Rewrite every line below, from the line containing "Objective — one point per instance of the wooden" down to the line containing "[[386, 331]]", keeping the wording of each entry and raising every coordinate in the answers by 63. Leave the pictures out.

<<<<

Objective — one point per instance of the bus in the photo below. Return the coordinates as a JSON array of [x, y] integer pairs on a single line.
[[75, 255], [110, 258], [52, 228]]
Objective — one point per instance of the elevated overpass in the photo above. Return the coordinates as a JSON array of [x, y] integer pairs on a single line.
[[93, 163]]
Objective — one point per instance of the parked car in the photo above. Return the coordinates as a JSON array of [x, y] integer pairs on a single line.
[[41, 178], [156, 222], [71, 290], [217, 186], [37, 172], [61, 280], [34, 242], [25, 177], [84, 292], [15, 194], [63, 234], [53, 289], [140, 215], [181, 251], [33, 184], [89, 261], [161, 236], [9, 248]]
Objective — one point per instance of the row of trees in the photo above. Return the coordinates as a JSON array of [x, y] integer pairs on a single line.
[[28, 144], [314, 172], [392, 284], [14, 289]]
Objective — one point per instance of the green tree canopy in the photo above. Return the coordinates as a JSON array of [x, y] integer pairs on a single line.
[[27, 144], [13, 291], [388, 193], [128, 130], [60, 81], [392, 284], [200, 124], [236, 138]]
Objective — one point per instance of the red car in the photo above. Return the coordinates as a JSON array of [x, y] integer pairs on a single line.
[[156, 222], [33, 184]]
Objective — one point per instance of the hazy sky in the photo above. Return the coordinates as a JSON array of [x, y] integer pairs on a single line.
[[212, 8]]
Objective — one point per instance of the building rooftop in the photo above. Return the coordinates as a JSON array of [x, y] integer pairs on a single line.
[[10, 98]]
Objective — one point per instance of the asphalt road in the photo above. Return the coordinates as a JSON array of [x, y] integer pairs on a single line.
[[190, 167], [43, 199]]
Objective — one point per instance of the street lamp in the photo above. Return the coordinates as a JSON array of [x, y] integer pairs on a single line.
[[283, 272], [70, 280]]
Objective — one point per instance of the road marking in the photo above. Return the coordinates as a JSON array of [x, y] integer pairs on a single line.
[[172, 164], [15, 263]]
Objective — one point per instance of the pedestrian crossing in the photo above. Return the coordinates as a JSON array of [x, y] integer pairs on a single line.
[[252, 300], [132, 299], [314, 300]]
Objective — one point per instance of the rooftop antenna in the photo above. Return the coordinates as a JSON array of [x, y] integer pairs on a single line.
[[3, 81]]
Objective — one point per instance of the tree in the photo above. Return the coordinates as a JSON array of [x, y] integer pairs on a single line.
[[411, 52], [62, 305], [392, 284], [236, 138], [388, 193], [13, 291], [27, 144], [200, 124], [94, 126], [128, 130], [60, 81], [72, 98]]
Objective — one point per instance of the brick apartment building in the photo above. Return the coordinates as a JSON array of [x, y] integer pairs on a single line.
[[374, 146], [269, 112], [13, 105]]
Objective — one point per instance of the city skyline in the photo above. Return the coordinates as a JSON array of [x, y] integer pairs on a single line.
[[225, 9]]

>>>>
<<<<

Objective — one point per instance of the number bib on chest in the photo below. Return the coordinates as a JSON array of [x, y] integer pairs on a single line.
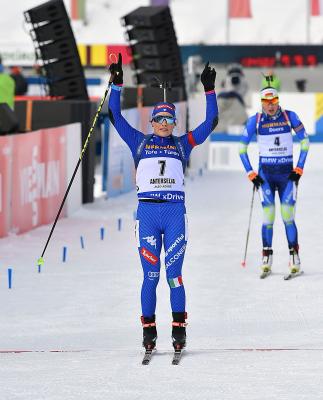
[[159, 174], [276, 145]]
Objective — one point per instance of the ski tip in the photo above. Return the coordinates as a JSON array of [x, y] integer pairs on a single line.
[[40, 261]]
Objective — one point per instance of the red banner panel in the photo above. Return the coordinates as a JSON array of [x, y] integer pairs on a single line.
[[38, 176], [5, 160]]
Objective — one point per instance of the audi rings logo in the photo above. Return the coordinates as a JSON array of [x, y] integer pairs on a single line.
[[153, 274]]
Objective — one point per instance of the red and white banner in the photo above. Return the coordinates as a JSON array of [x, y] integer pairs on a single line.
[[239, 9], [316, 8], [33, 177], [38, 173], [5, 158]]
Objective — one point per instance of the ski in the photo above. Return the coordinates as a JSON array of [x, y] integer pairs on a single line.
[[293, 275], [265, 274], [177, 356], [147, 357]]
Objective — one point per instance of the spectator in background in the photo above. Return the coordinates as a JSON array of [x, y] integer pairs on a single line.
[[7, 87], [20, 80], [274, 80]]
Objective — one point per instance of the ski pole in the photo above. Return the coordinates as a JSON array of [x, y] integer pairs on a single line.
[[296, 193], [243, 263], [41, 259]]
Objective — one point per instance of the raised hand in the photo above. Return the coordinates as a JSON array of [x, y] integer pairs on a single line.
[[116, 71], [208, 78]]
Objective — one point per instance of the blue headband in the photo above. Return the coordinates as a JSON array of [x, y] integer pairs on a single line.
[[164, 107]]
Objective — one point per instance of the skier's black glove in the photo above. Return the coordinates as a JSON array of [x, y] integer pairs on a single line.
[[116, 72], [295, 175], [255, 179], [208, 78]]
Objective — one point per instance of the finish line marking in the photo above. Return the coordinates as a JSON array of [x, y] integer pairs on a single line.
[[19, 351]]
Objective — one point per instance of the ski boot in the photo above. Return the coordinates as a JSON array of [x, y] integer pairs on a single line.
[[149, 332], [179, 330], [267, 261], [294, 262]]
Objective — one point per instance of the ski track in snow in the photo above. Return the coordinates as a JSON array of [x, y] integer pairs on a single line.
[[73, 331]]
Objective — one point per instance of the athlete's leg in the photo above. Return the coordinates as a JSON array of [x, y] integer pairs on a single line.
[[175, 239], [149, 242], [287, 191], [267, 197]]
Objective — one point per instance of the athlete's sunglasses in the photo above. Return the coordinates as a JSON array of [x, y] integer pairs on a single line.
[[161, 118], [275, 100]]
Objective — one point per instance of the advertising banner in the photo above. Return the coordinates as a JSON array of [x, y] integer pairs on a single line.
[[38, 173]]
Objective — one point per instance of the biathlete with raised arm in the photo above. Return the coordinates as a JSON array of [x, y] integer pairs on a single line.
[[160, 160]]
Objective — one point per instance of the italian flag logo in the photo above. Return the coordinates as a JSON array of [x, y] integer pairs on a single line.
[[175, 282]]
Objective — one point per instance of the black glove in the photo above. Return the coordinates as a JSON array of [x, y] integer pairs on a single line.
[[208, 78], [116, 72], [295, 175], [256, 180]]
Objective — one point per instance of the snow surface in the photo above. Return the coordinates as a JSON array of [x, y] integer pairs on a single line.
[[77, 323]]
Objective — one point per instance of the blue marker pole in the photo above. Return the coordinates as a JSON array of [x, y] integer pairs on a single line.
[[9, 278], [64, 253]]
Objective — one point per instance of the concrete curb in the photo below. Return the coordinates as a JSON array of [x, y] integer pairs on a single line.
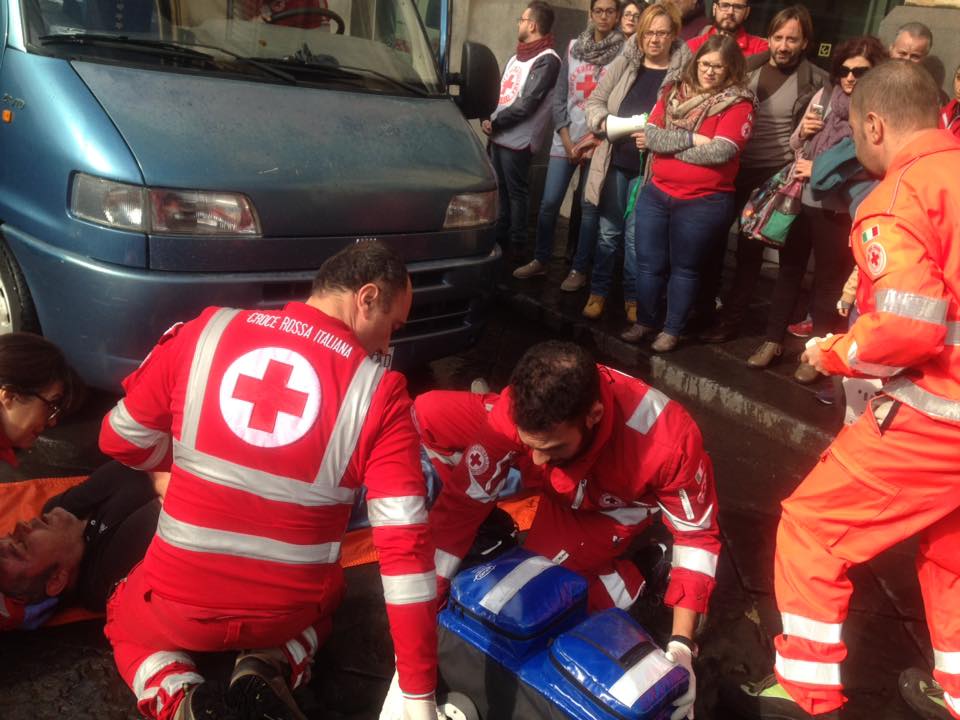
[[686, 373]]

>>>>
<<<<

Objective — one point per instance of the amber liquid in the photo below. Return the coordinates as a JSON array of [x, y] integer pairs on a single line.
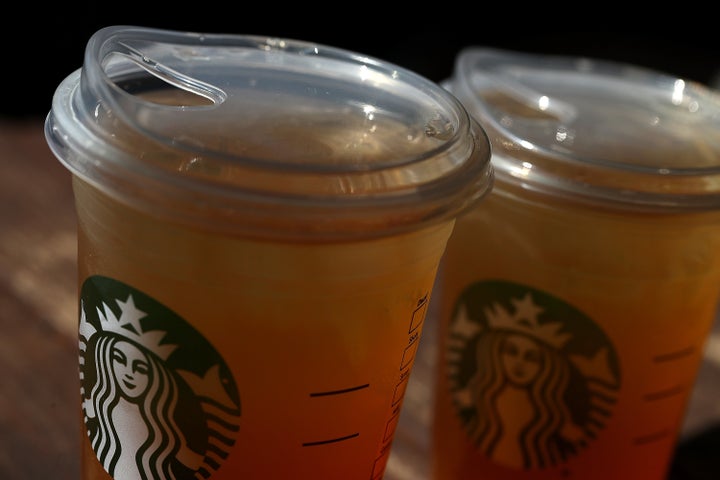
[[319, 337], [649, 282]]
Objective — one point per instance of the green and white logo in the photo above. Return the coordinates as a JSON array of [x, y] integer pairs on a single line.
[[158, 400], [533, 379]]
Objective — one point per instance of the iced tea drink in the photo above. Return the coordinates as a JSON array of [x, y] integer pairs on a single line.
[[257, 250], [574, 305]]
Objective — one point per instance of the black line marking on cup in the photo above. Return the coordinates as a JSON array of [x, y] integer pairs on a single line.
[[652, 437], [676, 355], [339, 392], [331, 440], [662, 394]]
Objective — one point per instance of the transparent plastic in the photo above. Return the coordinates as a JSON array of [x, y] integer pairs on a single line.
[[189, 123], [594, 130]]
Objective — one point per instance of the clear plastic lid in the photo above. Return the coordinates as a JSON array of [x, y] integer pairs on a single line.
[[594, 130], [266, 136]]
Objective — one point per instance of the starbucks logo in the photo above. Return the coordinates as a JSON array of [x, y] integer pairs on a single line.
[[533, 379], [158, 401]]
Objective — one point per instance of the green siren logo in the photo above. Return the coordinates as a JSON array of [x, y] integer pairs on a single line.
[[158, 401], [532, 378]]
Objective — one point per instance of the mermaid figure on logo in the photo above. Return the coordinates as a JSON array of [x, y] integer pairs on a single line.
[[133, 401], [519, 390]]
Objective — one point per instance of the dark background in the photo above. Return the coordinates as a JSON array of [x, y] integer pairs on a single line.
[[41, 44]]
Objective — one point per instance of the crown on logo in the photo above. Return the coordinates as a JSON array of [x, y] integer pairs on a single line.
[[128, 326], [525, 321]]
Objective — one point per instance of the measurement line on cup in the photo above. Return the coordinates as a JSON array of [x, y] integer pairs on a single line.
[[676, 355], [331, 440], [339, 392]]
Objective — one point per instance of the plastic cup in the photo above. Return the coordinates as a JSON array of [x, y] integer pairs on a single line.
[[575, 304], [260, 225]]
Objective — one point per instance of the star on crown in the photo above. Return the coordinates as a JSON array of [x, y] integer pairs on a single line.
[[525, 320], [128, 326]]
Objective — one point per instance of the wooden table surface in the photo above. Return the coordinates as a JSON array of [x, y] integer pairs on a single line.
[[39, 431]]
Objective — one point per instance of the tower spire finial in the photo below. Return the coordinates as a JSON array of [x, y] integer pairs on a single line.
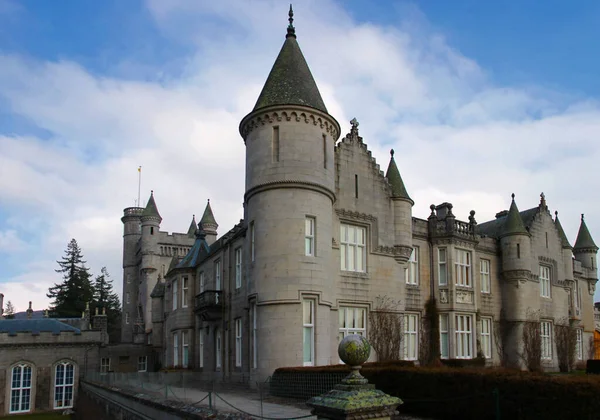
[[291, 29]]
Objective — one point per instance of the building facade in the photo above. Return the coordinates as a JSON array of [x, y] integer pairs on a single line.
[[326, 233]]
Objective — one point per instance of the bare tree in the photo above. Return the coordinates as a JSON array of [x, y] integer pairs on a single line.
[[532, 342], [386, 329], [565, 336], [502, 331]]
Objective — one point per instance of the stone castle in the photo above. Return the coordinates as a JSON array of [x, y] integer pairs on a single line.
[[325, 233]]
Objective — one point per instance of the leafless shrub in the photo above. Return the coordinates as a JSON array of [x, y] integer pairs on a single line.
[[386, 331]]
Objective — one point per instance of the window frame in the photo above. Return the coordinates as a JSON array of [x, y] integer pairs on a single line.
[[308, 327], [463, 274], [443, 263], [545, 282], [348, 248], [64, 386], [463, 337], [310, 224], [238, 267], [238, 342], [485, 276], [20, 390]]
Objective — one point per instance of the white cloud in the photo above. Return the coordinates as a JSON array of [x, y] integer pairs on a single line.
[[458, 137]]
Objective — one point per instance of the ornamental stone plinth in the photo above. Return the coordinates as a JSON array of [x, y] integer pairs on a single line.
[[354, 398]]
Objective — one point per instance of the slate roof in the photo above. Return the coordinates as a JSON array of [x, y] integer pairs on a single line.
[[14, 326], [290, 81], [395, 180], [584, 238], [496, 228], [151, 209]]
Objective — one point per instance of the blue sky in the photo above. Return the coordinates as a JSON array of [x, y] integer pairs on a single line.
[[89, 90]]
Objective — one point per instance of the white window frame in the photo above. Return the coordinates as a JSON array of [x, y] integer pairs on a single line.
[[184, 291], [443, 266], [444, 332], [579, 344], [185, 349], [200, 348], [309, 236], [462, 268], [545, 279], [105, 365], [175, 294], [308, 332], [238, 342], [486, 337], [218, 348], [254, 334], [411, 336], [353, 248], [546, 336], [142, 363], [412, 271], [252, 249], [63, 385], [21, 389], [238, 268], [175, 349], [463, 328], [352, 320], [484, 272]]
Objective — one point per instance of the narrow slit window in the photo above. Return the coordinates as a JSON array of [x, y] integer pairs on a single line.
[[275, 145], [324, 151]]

>>>>

RESPONSE TO THIS EXERCISE:
Objective — one point per instance of the wooden table surface in the photo above. Return the coordinates as a JSON array of [x, y] integer pairs on a single line.
[[102, 494]]
Objective — one point per instance of the tower spire finial in the photo below. Return the coordinates as a JSON array of [x, y] integer pairs on a single line.
[[354, 92]]
Objective — one point per instance of the building facade in the photo above. Return the coordinates as a JSON array of [x, y] integer pairs on a single line.
[[389, 296]]
Objective — one point per instance of the bare tree in the photo above. Return the coordinates as a JSON array of [x, y] integer pairs on a single line.
[[595, 405], [449, 392], [628, 399], [565, 394]]
Objective — one point per instance of the stone castle in the photo above. Return the coordinates as a JSON array of [x, y] integer pairs on a single line.
[[388, 296]]
Objective — one point per instance of the leafless shrub in the photo above. Return the coordinates as a JSON array of [x, y] integer pairs on a single line.
[[449, 394]]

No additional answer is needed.